## [Your instructions]
Resume the article on the Nizhnyaya Tunguska river, starting right after its last sentence.

## [Extracted text]
Physical characteristics
- Source: Angara Range, Central Siberian Plateau
- • location: Ust-Kutsky District, Irkutsk Oblast
- • coordinates: 58°01′52″N 105°42′07″E﻿ / ﻿58.031°N 105.702°E
- • elevation: 521 m (1,709 ft)
- Mouth: Yenisey
- • location: Turukhansk, Turukhansky District
- • coordinates: 65°46′16″N 87°57′07″E﻿ / ﻿65.771°N 87.952°E
- • elevation: 1 m (3.3 ft)
- Length: 2,989 km (1,857 mi)
- Basin size: 473,000 km^{2} (183,000 sq mi)
- • location: mouth
- • average: 3,680 m^{3}/s (130,000 cu ft/s)
- • minimum: 1 m^{3}/s (35 cu ft/s)
- • maximum: 112,000 m^{3}/s (4,000,000 cu ft/s)

Basin features
- Progression: Yenisey→ Kara Sea
- • right: Kochechum

= Nizhnyaya Tunguska =

The Nizhnyaya Tunguska (Ни́жняя Тунгу́ска, meaning "Lower Tunguska") is a river in Siberia, Russia, that flows through the Irkutsk Oblast and the Krasnoyarsk Krai. The river is a right tributary of the Yenisey joining it at Turukhansk (see Siberian River Routes). The ice-free period on the Nizhnyaya Tunguska starts in mid-June and ends in the first half of October. The river forms the western limit of the Lena Plateau.

==Hydrography==
The Nizhnyaya Tunguska is the second largest right tributary of the Yenisey, and joins it near the town of Turukhansk. It is 2989 km long, and has a drainage basin of 473000 km2. According to the character of the stream, constitution of the river's valley and its shores, it can be divided into two parts: the first one starts at the source of the river and continues down to the village Preobrazhenka (formerly Preobrazhenskoye) and the second section of the river lies downstream of this village in a canyon-like relief.

===Upper stream===
The upper part of Nizhnyaya Tunguska is 580 km long and follows a wide valley with flat slopes that was formed by sand and clay deposits. The speed of flow at rafts reaches 0.4 to 0.6 m/s and drops significantly as the river's channel stretches.

This section of river has a meandering channel that closely approaches the Lena, another great Siberian river. The minimum distance between them is as short as 15 km in the neighbourhood of Kirensk town. All of the upper course of Nizhnyaya Tunguska is within the Irkutsk Oblast.

## [Information supplied]
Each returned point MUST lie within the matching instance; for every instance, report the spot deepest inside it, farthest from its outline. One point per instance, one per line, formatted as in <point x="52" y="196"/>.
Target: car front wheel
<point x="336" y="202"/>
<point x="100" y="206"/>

## [Result]
===Lower stream===
Downstream of Preobrazhenskoye village Nizhnyaya Tunguska flows across the Tunguska Plateau of the Central Siberian Plateau in a narrow and deep valley with high, often rocky shores. The entire landscape here has volcanic origins, the relief alters the flow of Lower Tunguska into a westerly direction. The river channel frequently has lake-like widenings with lengths up to 20 km and longer. The locations with close approaches of crystalline layers create numerous rapids on the river. The most significant of them have names such as: "Sakko", "Vivinsky", "Uchamsky" and "Bolshoy" (Большой, Big). The rapids on the river has relatively high speeds of water flux reaching 3 to 5 m/s. In some places downstream of the rapids the river channel becomes very deep with maximum depths of 60 to 100 m. In the river's lowest flow, downstream of join with its tributary river Severnaya, Nizhnyaya Tunguska runs between limestone rocks, which steeply rise from the water. The speeds of flow here grow to 1 to 1.5 m/s.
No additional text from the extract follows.